• **KUTIPAN TEKS**
((

Kembali ke sosok, selain Shraddha Ma dan Tante Chika,
keluarga besar Vedanta juga sangat berarti bagi perkembangan spiritualku, dari
Pak Purwanto Sudibyo, Ustadz Hasan, juga Mbak Novi.
3. Budi Agung Wicaksono
|
Ngopi di Jaksel
|
Aku ingin memulai cerita tentang Cakson dengan sebuah dunia
yang kuidealkan, dunia di mana aku bisa bersepeda dengan orang yang mau
mengimbangi kecepatanku, menemaniku selambat apa pun aku, menikmati udara sore
bersama di jalan dengan sepeda kesayangan kami, mendorongku untuk terus maju
saat berada ditanjakkan tinggi, setelah bersepeda, kita makan dan ngobrol
berjam-jam tentang apa saja. Intinya satu, aku butuh sahabat yang seperti ini.
Tak perlu sempurna, cukup dia ada dan menerima, itu sudah cukup. Gambaran
inilah yang kutangkap dari diri Cakson.
Pada Minggu, 29 Desember 2024 lalu, aku dan Cakson sepedahan
bareng di kompleks perumahannya di Pamulang Permai, Tangerang Selatan. Sore itu dia menunjukkanku landscape jalan
dan bangunan yang ada di kompleksnya, sampai ke tugu sederhana yang menelan
anggaran hingga berapa miliar, sampai kafe yang dikelola oleh duo suami-istri Endah
n Rhesa. Pas lihat Universitas Pamulang, aku jadi ingat kolegaku di Islam
Bergerak yang tahun ini menikah di gedung serbaguna universitas tersebut.

))

• **CATATAN YANG TERSEDIA**
((

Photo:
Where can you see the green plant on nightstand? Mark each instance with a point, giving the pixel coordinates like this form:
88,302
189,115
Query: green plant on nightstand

))

• **SOAL TERTULIS 1**
Dalam teks tentang bersepeda bersama Cakson, mengapa pemandangan Universitas Pamulang membuat penulis teringat pada koleganya di Islam Bergerak? Jelaskan dalam satu kalimat.
• **SOAL TERTULIS 2**
Tulis ulang semua baris pada catatan di atas tanpa mengubah satu karakter pun.

• **PEMBAHASAN JAWABAN 1**
Penulis teringat pada koleganya di Islam Bergerak karena kolega itu menikah tahun ini di gedung serbaguna Universitas Pamulang.

• **PEMBAHASAN JAWABAN 2**
Photo:
Where can you see the green plant on nightstand? Mark each instance with a point, giving the pixel coordinates like this form:
88,302
189,115
Query: green plant on nightstand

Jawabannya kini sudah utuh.